[OBJETIVO A]
Segundo o texto sobre o Trio Gato com Fome, há quantos anos o grupo está em atividade?
[OBJETIVO B]
Por favor, reproduza do texto sobre o Trio Gato com Fome tudo o que vai de "A capa do disco" até "e da alegria.".

[TRECHO CITADO]
____________________

Trio Gato com Fome passeia pela realidade diária com suingue e irreverência

Foto: Merilyn Esposi

O Trio Gato com Fome é uma desconhecida nesta redação musical. Uma grata novidade entre tanto rock que ouvimos. E de novato o trio não tem nada, são 15 anos de atividades com três discos lançados e shows com nomes como Jair Rodrigues, Moacyr Luz, Alcione, Wilson Moreira, Osvaldinho da Cuica, Riachão ( fizeram parte da banda do músico durante anos) entre outros.

O samba do Trio Gato com Fome é marcado pela não linearidade. Exploram samba de breque, samba sincopado, samba-boogie, tudo com presença forte de percussão e metais ao lado dos vocais. O violão e cavaquinho estão presentes em tudo, mas de fato percussão e metaleira são os destaques.

Capa de Sedento, do Trio Gato com Fome. Arte de Danilo Oliveira.

A capa do disco com o gato em um meio que não é muito do seu gosto mostra que o felino, assim como o trio, seguem em busca do que procuram, lutando contra as adversidades. E os gatos são mestres em conseguir o que querem. Essa gana leva a temas no disco como amor, futebol, quadrinhos, a força do trabalhador, as agruras diárias que vivemos, mas acima de tudo a força de seguir em frente e vencer. Seja lá qual for a dificuldade. E o samba é o estilo perfeito para falar ao mesmo tempo da derrota e da vitória, da tristeza e da alegria.

____________________

[DADOS FORNECIDOS]
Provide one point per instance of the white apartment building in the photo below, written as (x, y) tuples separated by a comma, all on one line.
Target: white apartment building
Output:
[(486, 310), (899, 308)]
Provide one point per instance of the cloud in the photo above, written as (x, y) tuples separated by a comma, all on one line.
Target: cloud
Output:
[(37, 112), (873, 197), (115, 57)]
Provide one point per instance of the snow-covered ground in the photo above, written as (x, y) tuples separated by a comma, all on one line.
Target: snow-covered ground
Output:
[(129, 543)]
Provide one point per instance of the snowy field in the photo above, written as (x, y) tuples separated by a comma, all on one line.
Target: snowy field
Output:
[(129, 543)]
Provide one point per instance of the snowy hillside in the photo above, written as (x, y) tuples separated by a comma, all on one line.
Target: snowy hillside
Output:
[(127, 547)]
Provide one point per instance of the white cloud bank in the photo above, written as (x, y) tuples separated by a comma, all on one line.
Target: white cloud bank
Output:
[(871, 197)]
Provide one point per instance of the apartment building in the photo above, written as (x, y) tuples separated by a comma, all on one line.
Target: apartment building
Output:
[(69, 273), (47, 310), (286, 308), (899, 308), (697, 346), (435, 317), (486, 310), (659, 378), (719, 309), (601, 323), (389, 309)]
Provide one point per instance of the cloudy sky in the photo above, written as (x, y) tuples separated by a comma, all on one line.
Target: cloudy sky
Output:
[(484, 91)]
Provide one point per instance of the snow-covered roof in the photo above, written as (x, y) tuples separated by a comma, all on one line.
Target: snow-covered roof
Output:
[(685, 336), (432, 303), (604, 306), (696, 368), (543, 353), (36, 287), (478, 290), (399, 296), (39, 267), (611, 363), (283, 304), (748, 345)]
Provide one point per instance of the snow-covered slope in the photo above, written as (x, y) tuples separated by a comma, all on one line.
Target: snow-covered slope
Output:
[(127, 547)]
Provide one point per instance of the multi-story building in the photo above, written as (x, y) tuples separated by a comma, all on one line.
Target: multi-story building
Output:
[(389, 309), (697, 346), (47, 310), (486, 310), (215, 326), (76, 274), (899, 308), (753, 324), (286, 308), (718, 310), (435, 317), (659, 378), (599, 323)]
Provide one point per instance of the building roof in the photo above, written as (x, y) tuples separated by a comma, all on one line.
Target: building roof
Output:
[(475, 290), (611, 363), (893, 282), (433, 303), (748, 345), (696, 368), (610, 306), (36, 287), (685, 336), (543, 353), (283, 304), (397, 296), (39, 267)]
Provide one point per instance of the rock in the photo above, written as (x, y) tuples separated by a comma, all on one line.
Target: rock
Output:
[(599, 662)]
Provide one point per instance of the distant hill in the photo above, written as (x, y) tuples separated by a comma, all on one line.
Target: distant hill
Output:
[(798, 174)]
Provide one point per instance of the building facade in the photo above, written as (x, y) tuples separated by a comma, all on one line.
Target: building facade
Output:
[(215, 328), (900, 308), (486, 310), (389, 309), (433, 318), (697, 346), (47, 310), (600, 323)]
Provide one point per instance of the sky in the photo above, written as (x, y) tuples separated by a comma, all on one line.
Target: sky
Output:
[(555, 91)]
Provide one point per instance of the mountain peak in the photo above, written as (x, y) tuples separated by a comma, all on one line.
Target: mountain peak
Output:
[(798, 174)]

____________________

[RESPOSTA CORRETA A]
Há 15 anos.

[RESPOSTA CORRETA B]
A capa do disco com o gato em um meio que não é muito do seu gosto mostra que o felino, assim como o trio, seguem em busca do que procuram, lutando contra as adversidades. E os gatos são mestres em conseguir o que querem. Essa gana leva a temas no disco como amor, futebol, quadrinhos, a força do trabalhador, as agruras diárias que vivemos, mas acima de tudo a força de seguir em frente e vencer. Seja lá qual for a dificuldade. E o samba é o estilo perfeito para falar ao mesmo tempo da derrota e da vitória, da tristeza e da alegria.